Error when loading string feature
hcarlens opened this issue · 2 comments
hcarlens commented
I'm getting some errors when loading a byte feature from Waymo's open data motion dataset (I can't share the data because of the license, but it's available here: https://waymo.com/open/).
Minimal reproducible example:
import torch
from tfrecord.torch.dataset import TFRecordDataset
tfrecord_path = "uncompressed_tf_example_training_training_tfexample.tfrecord-00000-of-01000"
index_path = None
scenario_features = {
'scenario/id': 'byte',
}
dataset = TFRecordDataset(tfrecord_path, index_path, scenario_features)
loader = torch.utils.data.DataLoader(dataset, batch_size=32)
data = next(iter(loader))
print(data)
Error:
---------------------------------------------------------------------------
RuntimeError Traceback (most recent call last)
<ipython-input-32-b161469c8e99> in <module>
11 loader = torch.utils.data.DataLoader(dataset, batch_size=32)
12
---> 13 data = next(iter(loader))
14 print(data)
~/.venv/wenv/lib/python3.8/site-packages/torch/utils/data/dataloader.py in __next__(self)
515 if self._sampler_iter is None:
516 self._reset()
--> 517 data = self._next_data()
518 self._num_yielded += 1
519 if self._dataset_kind == _DatasetKind.Iterable and \
~/.venv/wenv/lib/python3.8/site-packages/torch/utils/data/dataloader.py in _next_data(self)
555 def _next_data(self):
556 index = self._next_index() # may raise StopIteration
--> 557 data = self._dataset_fetcher.fetch(index) # may raise StopIteration
558 if self._pin_memory:
559 data = _utils.pin_memory.pin_memory(data)
~/.venv/wenv/lib/python3.8/site-packages/torch/utils/data/_utils/fetch.py in fetch(self, possibly_batched_index)
33 else:
34 data = next(self.dataset_iter)
---> 35 return self.collate_fn(data)
36
37
~/.venv/wenv/lib/python3.8/site-packages/torch/utils/data/_utils/collate.py in default_collate(batch)
71 return batch
72 elif isinstance(elem, container_abcs.Mapping):
---> 73 return {key: default_collate([d[key] for d in batch]) for key in elem}
74 elif isinstance(elem, tuple) and hasattr(elem, '_fields'): # namedtuple
75 return elem_type(*(default_collate(samples) for samples in zip(*batch)))

Information provided —

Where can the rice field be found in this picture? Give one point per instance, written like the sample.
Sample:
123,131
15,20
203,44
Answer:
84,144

Goal 1 —
Answer these questions from the tfrecord loading issue:
(a) What batch size is given to the DataLoader?
(b) What type is declared for the 'scenario/id' feature?
(c) What kind of error does the traceback report?
Goal 2 —
Carry on the tfrecord loading issue from the point where it stops.

Right answer 1 —
(a) 32
(b) 'byte'
(c) RuntimeError

Right answer 2 —
~/.venv/wenv/lib/python3.8/site-packages/torch/utils/data/_utils/collate.py in <dictcomp>(.0)
71 return batch
72 elif isinstance(elem, container_abcs.Mapping):
---> 73 return {key: default_collate([d[key] for d in batch]) for key in elem}
74 elif isinstance(elem, tuple) and hasattr(elem, '_fields'): # namedtuple
75 return elem_type(*(default_collate(samples) for samples in zip(*batch)))
~/.venv/wenv/lib/python3.8/site-packages/torch/utils/data/_utils/collate.py in default_collate(batch)
61 raise TypeError(default_collate_err_msg_format.format(elem.dtype))
62
---> 63 return default_collate([torch.as_tensor(b) for b in batch])
64 elif elem.shape == (): # scalars
65 return torch.as_tensor(batch)
~/.venv/wenv/lib/python3.8/site-packages/torch/utils/data/_utils/collate.py in default_collate(batch)
53 storage = elem.storage()._new_shared(numel)
54 out = elem.new(storage)
---> 55 return torch.stack(batch, 0, out=out)
56 elif elem_type.__module__ == 'numpy' and elem_type.__name__ != 'str_' \
57 and elem_type.__name__ != 'string_':
RuntimeError: stack expects each tensor to be equal size, but got [16] at entry 0 and [14] at entry 4
From TensorFlow I'm able to load it using this definition:
'scenario/id': tf.io.FixedLenFeature((), tf.string, default_value=None),
vahidk commented
You can't create batches with variable length tensors. To create fixed length tensors simply pass a transform function to TFRecordDataset and do your preprocessing there. See readme for example.
hcarlens commented
Thanks!